YOUR GOAL -
Starting with the line that contains "Annotation guideline: for every instance of the hallway, put" and running through the end of the data, rename "hallway" to "corridor" and reproduce those lines with nothing else altered.

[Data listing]
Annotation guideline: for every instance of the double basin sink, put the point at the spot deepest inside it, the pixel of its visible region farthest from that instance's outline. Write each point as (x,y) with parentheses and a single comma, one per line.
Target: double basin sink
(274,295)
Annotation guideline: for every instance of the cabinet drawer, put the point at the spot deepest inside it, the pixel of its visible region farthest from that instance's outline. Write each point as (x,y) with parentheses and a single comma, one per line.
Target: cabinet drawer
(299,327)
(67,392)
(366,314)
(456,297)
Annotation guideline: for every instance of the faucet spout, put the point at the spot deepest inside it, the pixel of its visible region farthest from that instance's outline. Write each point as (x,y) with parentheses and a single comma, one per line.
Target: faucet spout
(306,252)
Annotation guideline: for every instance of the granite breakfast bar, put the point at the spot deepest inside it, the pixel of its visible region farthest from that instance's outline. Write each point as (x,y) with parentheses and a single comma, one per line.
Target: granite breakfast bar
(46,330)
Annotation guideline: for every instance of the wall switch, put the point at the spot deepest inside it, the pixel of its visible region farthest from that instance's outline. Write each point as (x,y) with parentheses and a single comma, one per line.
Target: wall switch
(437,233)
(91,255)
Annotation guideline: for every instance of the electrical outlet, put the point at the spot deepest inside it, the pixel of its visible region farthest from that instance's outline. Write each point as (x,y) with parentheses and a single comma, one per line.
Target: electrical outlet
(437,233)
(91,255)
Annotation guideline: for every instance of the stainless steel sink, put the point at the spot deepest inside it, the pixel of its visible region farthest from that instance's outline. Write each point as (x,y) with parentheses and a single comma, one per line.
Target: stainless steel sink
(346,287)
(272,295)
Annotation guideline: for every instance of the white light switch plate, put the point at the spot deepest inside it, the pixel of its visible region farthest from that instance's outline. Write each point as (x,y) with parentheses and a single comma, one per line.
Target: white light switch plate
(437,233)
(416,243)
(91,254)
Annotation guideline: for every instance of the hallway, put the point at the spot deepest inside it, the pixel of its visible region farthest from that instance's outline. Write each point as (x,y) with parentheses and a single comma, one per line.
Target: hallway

TASK RESULT -
Annotation guideline: for every instance of the corridor, put the point at the spot deepest inside it, the pixel of its visible region farthest from that instance's outline. Write each point as (x,y) with parentheses and a single comma, one per line.
Target: corridor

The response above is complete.